About this task: Write out all entries word for word.

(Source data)
□ □ □ □

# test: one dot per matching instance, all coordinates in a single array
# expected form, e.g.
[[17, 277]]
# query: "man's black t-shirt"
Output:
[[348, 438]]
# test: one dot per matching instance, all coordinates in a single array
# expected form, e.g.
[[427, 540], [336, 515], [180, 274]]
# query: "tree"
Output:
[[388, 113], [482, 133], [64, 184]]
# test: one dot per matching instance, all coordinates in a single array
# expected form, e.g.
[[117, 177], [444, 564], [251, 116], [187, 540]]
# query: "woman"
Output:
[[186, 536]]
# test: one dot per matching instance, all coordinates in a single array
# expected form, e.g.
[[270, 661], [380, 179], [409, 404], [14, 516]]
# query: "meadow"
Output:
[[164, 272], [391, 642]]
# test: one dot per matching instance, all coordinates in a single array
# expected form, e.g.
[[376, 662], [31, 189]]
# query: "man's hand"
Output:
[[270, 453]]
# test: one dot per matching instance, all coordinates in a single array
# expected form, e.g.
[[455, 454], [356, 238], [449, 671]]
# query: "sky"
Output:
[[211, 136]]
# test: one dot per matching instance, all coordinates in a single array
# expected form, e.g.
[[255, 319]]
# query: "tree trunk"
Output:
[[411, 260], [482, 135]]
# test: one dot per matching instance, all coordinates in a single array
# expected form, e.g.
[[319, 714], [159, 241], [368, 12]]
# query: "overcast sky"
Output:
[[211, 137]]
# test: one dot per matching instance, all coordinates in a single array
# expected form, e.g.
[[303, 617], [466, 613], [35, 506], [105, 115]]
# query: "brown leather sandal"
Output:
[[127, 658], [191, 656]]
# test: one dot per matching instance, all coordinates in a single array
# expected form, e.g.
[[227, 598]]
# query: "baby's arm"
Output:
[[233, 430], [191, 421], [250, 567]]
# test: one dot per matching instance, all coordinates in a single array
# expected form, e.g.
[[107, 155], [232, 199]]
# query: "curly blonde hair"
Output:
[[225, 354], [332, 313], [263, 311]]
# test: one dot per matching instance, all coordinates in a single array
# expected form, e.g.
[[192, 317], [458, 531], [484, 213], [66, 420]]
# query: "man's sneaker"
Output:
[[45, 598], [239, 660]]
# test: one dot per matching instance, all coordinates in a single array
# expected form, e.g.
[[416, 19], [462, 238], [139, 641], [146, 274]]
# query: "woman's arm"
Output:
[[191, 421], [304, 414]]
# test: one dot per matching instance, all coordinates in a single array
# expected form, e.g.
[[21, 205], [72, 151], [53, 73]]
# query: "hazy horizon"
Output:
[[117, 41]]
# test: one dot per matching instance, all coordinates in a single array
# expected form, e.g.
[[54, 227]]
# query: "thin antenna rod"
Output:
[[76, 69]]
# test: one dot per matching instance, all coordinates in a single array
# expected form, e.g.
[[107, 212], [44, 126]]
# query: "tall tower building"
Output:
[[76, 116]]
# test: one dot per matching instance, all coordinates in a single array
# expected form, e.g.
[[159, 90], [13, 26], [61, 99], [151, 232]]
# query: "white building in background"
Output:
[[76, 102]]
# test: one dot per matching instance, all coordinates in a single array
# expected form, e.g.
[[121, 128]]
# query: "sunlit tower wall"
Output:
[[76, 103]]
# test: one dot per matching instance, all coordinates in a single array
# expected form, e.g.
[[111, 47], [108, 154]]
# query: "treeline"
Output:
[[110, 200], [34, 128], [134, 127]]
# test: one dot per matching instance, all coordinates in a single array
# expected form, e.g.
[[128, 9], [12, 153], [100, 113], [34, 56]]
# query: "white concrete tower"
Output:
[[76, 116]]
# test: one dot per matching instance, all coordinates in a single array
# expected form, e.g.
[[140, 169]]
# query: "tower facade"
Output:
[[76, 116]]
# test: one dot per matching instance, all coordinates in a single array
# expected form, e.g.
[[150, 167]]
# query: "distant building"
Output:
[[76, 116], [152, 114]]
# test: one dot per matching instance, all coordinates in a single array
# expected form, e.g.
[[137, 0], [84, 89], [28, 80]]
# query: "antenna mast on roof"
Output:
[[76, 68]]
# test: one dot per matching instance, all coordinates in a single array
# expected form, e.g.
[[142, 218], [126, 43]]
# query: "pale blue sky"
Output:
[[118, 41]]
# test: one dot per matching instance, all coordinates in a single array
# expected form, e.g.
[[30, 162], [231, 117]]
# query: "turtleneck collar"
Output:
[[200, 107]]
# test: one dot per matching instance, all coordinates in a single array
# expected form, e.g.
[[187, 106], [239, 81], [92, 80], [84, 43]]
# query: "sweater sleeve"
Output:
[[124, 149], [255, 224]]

□ □ □ □

Solution for this problem:
# test: one dot per matching instance, all coordinates in a single array
# expected form, e.g.
[[17, 277]]
# query: "man's black t-shirt"
Output:
[[348, 438]]
# test: one dot per matching instance, all coordinates in a single array
# expected form, e.g.
[[427, 540], [336, 515], [180, 274]]
# query: "tree"
Output:
[[388, 113], [482, 133], [64, 184]]
# test: one dot per matching instance, all coordinates in a single array
# expected form, e.g.
[[117, 177], [444, 564], [251, 116], [187, 540]]
# query: "woman"
Output:
[[186, 536]]
# test: one dot per matching instance, all coordinates in a single array
# expected form, e.g.
[[270, 661], [380, 179], [409, 404], [14, 516]]
# query: "meadow"
Output:
[[164, 272], [391, 642]]
# test: one dot per matching instance, all coordinates in a single array
# expected form, e.g.
[[376, 662], [31, 189]]
# query: "man's hand"
Output:
[[270, 453]]
# test: one dot per matching instance, all coordinates in a single array
# expected form, e.g.
[[455, 454], [356, 238], [449, 671]]
# query: "sky"
Output:
[[211, 136]]
# test: one dot per matching instance, all coordinates in a single array
# expected form, e.g.
[[255, 319]]
# query: "tree trunk"
Output:
[[411, 260], [482, 135]]
# test: one dot per matching instance, all coordinates in a single array
# expected form, e.g.
[[319, 714], [159, 241], [368, 12]]
# query: "overcast sky"
Output:
[[211, 137]]
# test: one dot per matching instance, all coordinates in a single array
# expected form, e.g.
[[303, 617], [466, 613], [35, 506], [105, 115]]
# query: "brown leather sandal"
Output:
[[127, 658], [191, 656]]
# test: one dot per matching instance, all coordinates in a single array
# expected form, e.g.
[[227, 598]]
# query: "baby's arm"
Output:
[[233, 430], [191, 421], [250, 567]]
# test: one dot per matching instance, all coordinates in a single array
# expected form, e.g.
[[107, 155], [232, 199]]
# query: "curly blonde hair"
Output:
[[225, 354], [332, 313], [263, 311]]
# test: one dot per matching instance, all coordinates in a single array
# expected form, e.g.
[[192, 317], [458, 531], [484, 213], [66, 420]]
# query: "man's sneaker"
Output:
[[45, 598], [239, 660]]
# test: one dot per matching instance, all coordinates in a single array
# expected form, e.g.
[[416, 19], [462, 238], [139, 641], [146, 274]]
# query: "woman's arm"
Output:
[[191, 421], [304, 414]]
# test: one dot per matching instance, all coordinates in a single array
# expected form, e.g.
[[21, 205], [72, 151], [53, 73]]
# query: "hazy horizon"
Output:
[[117, 41]]
# test: one dot per matching instance, all coordinates in a single array
# expected form, e.g.
[[54, 227]]
# query: "thin antenna rod"
Output:
[[76, 69]]
# test: one dot per matching instance, all coordinates in a single array
# expected form, e.g.
[[107, 212], [44, 126]]
# query: "tall tower building"
Output:
[[76, 116]]
# test: one dot per matching instance, all coordinates in a single array
# expected form, e.g.
[[159, 90], [13, 26], [61, 99], [151, 232]]
# query: "white building in background"
Output:
[[76, 102]]
# test: one dot per matching instance, all coordinates in a single array
# expected form, e.g.
[[121, 128]]
# query: "sunlit tower wall"
Output:
[[76, 103]]
# test: one dot per matching instance, all coordinates in a single array
# expected form, e.g.
[[111, 47], [108, 154]]
# query: "treeline"
Output:
[[110, 200], [34, 128], [134, 127]]
# test: one dot per matching instance, all coordinates in a single array
# expected form, e.g.
[[128, 9], [12, 153], [100, 113], [34, 56]]
# query: "white concrete tower"
Output:
[[76, 116]]
# test: one dot per matching instance, all coordinates in a single array
# expected form, e.g.
[[140, 169]]
# query: "tower facade"
Output:
[[76, 116]]
# test: one dot per matching instance, all coordinates in a single array
# expected form, e.g.
[[150, 167]]
# query: "distant building"
Output:
[[76, 116], [152, 114]]
# test: one dot per matching instance, all coordinates in a single array
# expected form, e.g.
[[137, 0], [84, 89], [28, 80]]
# query: "antenna mast on roof"
Output:
[[76, 68]]
# test: one dot per matching instance, all coordinates in a single array
# expected form, e.g.
[[142, 218], [126, 43]]
# query: "pale blue sky"
Output:
[[118, 41]]
# test: one dot per matching instance, all coordinates in a single array
# expected form, e.g.
[[30, 162], [231, 117]]
# query: "turtleneck collar"
Output:
[[200, 107]]
# test: one dot per matching instance, all coordinates in a single array
# expected form, e.g.
[[187, 106], [239, 81], [92, 80], [84, 43]]
# query: "sweater sleeve"
Output:
[[124, 149], [255, 224]]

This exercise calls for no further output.